WHAT THE TASK REQUIRES: In the records below, find the line containing "Target: window frame", then reproduce that line and every one after it to the end, exactly and alone.

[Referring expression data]

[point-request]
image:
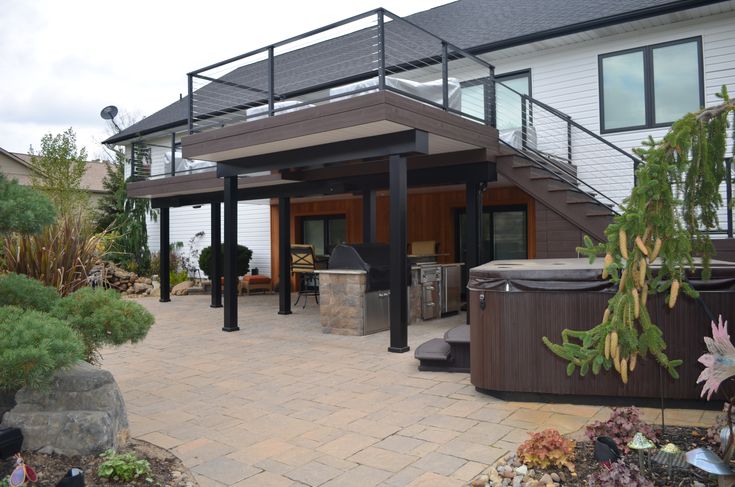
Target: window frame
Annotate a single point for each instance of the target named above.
(326, 219)
(649, 94)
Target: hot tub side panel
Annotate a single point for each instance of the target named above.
(509, 356)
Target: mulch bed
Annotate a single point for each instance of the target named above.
(686, 438)
(166, 469)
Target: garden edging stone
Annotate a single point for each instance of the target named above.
(82, 412)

OUTPUT FOR THIS TASK:
Target: window frame
Annotate a single point for each instance of the target named above.
(326, 219)
(649, 94)
Target: hot tub side panel
Annotate a single point for each instance of the target named above.
(509, 356)
Target: mulch bed
Annotate a single point for each instance of the target named above.
(686, 438)
(166, 469)
Target: garden edging stone
Annotate a single point for each instance of the target named above.
(82, 412)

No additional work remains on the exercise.